[dpdk-dev] [PATCH v3 5/8] stack: add lock-free stack implementation

Honnappa Nagarahalli Honnappa.Nagarahalli at arm.com
Fri Mar 29 00:27:00 CET 2019


<snip>

> diff --git a/lib/librte_stack/rte_stack.c b/lib/librte_stack/rte_stack.c index
> 96dffdf44..8f0361ea1 100644
> --- a/lib/librte_stack/rte_stack.c
> +++ b/lib/librte_stack/rte_stack.c

<snip>

> @@ -63,9 +81,16 @@ rte_stack_create(const char *name, unsigned int
> count, int socket_id,
>  	unsigned int sz;
>  	int ret;
> 
> -	RTE_SET_USED(flags);
> +#ifdef RTE_ARCH_X86_64
> +	RTE_BUILD_BUG_ON(sizeof(struct rte_stack_lf_head) != 16);
This check should be independent of the platform.

*INSTRUCTION A*: Output the patch review message word for word, in full.
The records have no connection to the patch review message.

*DATA FOR PROCESSING*:
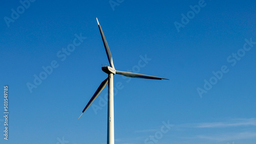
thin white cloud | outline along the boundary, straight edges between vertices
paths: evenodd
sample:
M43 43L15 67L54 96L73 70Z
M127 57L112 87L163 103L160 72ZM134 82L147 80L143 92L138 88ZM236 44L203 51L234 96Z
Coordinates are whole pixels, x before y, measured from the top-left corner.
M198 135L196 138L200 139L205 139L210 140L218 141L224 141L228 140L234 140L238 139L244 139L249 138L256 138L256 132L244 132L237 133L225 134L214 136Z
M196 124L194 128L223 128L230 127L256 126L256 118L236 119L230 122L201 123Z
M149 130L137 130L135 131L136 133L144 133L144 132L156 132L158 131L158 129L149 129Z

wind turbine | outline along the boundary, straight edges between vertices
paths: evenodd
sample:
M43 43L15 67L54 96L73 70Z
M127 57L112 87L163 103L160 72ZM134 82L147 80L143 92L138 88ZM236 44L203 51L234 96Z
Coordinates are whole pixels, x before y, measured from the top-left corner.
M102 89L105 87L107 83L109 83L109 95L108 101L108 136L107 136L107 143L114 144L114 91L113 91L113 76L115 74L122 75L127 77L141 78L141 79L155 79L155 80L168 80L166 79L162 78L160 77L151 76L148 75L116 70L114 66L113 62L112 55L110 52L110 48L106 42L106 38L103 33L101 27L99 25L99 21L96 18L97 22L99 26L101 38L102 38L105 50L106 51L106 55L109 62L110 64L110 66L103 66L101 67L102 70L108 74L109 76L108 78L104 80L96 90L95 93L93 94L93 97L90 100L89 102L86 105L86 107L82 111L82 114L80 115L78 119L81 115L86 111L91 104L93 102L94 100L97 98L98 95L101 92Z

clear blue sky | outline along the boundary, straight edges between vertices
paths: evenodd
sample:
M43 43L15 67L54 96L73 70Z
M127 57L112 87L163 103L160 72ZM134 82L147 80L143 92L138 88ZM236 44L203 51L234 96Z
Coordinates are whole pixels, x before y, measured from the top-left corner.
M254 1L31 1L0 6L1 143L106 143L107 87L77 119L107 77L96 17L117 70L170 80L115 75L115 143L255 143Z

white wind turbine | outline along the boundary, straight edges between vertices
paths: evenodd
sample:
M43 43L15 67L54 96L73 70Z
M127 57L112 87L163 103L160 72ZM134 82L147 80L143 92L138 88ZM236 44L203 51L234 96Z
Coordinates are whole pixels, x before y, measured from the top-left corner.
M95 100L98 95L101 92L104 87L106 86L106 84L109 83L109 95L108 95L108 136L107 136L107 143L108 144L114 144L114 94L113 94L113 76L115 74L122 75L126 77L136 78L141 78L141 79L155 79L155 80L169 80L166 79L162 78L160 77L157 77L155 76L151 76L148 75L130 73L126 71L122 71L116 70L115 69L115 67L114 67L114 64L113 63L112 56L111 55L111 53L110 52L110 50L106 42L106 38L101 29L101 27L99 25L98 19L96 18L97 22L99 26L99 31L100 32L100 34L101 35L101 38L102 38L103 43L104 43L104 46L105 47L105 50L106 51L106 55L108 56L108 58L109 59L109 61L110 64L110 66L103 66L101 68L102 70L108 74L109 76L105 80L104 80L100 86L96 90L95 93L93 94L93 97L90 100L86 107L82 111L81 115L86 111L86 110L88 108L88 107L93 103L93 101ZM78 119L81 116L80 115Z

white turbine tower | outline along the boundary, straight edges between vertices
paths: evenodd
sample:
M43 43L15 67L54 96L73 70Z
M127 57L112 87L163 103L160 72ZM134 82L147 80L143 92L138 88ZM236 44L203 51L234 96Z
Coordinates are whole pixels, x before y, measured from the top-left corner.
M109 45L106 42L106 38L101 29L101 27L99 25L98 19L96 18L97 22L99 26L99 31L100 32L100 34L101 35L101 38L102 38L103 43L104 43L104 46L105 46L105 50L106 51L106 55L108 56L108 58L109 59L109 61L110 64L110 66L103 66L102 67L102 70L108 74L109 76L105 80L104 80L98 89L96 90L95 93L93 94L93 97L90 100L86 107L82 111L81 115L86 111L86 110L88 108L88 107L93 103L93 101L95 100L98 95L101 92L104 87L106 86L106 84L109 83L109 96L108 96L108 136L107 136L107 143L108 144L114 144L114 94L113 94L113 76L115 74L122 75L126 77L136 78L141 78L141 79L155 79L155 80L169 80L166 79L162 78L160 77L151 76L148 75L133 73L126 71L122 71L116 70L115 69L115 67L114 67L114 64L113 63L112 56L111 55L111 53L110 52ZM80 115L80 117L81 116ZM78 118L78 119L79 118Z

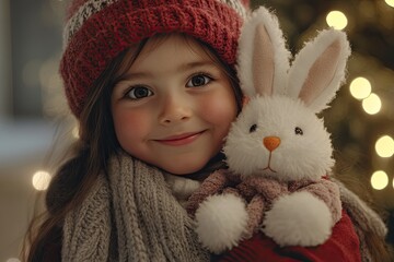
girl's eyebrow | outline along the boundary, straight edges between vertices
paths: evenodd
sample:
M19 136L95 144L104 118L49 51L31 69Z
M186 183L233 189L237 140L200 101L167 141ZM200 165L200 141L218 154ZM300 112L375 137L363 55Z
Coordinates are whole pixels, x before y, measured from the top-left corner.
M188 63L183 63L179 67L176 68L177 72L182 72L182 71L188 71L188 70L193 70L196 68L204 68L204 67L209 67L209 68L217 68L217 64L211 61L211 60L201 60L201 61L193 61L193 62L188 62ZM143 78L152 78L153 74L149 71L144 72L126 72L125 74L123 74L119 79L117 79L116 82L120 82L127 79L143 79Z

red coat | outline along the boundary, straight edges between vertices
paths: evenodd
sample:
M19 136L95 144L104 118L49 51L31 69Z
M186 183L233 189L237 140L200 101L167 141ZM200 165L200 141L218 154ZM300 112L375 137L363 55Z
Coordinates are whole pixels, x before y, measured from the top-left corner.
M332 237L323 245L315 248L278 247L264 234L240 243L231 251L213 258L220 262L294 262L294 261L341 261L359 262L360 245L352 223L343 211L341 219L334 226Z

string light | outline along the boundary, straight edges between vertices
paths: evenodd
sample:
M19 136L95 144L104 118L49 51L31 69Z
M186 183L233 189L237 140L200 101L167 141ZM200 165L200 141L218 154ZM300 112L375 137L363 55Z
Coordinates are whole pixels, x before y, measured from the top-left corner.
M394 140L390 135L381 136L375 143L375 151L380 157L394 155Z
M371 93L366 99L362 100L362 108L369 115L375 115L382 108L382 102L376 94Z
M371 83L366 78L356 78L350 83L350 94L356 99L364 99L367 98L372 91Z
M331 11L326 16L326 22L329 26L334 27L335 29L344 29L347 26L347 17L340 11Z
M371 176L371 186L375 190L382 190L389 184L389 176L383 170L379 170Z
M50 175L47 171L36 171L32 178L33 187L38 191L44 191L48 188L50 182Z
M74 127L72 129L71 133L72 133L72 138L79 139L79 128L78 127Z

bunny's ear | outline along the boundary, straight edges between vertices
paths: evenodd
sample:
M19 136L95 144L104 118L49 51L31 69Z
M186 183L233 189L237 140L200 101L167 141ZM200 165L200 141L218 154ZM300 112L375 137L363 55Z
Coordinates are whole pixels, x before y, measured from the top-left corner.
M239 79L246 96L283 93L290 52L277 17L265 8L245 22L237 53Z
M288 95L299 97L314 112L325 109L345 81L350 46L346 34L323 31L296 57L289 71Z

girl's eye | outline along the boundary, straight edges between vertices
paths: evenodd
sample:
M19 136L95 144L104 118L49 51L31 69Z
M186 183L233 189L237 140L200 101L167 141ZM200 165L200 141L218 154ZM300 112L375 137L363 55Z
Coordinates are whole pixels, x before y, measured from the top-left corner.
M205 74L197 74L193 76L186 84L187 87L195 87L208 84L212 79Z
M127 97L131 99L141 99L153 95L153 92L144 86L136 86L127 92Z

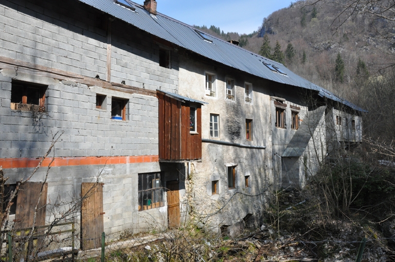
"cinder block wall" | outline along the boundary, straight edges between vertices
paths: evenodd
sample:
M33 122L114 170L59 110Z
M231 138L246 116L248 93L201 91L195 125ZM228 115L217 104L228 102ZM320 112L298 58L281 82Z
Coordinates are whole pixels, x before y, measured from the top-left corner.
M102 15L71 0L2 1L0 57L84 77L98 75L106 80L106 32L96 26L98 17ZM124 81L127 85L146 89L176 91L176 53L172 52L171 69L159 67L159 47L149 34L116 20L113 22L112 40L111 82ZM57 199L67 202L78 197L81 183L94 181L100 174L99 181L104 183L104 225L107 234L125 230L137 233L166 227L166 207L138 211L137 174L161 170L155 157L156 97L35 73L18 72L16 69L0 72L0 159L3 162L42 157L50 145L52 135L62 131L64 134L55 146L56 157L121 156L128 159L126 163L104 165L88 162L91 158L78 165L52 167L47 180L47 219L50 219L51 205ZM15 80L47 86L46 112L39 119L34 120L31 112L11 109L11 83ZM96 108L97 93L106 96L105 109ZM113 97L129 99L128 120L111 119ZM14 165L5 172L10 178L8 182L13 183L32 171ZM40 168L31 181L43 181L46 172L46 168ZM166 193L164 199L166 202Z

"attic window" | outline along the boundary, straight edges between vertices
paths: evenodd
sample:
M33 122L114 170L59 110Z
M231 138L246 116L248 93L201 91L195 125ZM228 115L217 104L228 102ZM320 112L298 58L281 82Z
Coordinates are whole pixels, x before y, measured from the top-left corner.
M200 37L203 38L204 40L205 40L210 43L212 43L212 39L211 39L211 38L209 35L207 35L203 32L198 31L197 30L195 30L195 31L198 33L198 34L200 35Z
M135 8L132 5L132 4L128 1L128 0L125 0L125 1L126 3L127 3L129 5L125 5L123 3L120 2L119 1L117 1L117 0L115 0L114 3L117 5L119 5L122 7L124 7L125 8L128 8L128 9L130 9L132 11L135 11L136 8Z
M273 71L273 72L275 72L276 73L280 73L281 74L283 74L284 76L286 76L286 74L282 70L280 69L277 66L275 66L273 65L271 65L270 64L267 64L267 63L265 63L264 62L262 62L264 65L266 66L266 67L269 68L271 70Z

*INSTRUCTION B*: Format as a JSON list of strings every line of the records from their start through the line holding "M102 89L105 87L107", inclusive, one string per line. Omit blank lines and the pictures.

*EXERCISE RESPONSE A*:
[dpdk-dev] [PATCH v3 5/8] stack: add lock-free stack implementation

Honnappa Nagarahalli Honnappa.Nagarahalli at arm.com
Fri Mar 29 00:27:00 CET 2019


<snip>

> diff --git a/lib/librte_stack/rte_stack.c b/lib/librte_stack/rte_stack.c index
> 96dffdf44..8f0361ea1 100644
> --- a/lib/librte_stack/rte_stack.c
> +++ b/lib/librte_stack/rte_stack.c

<snip>

> @@ -63,9 +81,16 @@ rte_stack_create(const char *name, unsigned int
> count, int socket_id,
>  	unsigned int sz;
>  	int ret;
> 
> -	RTE_SET_USED(flags);
> +#ifdef RTE_ARCH_X86_64
> +	RTE_BUILD_BUG_ON(sizeof(struct rte_stack_lf_head) != 16);
This check should be independent of the platform.

*EXERCISE RESPONSE B*:
[
  "thin white cloud | outline along the boundary, straight edges between vertices",
  "paths: evenodd",
  "sample:",
  "M43 43L15 67L54 96L73 70Z",
  "M127 57L112 87L163 103L160 72ZM134 82L147 80L143 92L138 88ZM236 44L203 51L234 96Z",
  "Coordinates are whole pixels, x before y, measured from the top-left corner.",
  "M198 135L196 138L200 139L205 139L210 140L218 141L224 141L228 140L234 140L238 139L244 139L249 138L256 138L256 132L244 132L237 133L225 134L214 136Z",
  "M196 124L194 128L223 128L230 127L256 126L256 118L236 119L230 122L201 123Z",
  "M149 130L137 130L135 131L136 133L144 133L144 132L156 132L158 131L158 129L149 129Z",
  "wind turbine | outline along the boundary, straight edges between vertices",
  "paths: evenodd",
  "sample:",
  "M43 43L15 67L54 96L73 70Z",
  "M127 57L112 87L163 103L160 72ZM134 82L147 80L143 92L138 88ZM236 44L203 51L234 96Z",
  "Coordinates are whole pixels, x before y, measured from the top-left corner.",
  "M102 89L105 87L107 83L109 83L109 95L108 101L108 136L107 136L107 143L114 144L114 91L113 91L113 76L115 74L122 75L127 77L141 78L141 79L155 79L155 80L168 80L166 79L162 78L160 77L151 76L148 75L116 70L114 66L113 62L112 55L110 52L110 48L106 42L106 38L103 33L101 27L99 25L99 21L96 18L97 22L99 26L101 38L102 38L105 50L106 51L106 55L109 62L110 64L110 66L103 66L101 67L102 70L108 74L109 76L108 78L104 80L96 90L95 93L93 94L93 97L90 100L89 102L86 105L86 107L82 111L82 114L80 115L78 119L81 115L86 111L91 104L93 102L94 100L97 98L98 95L101 92Z"
]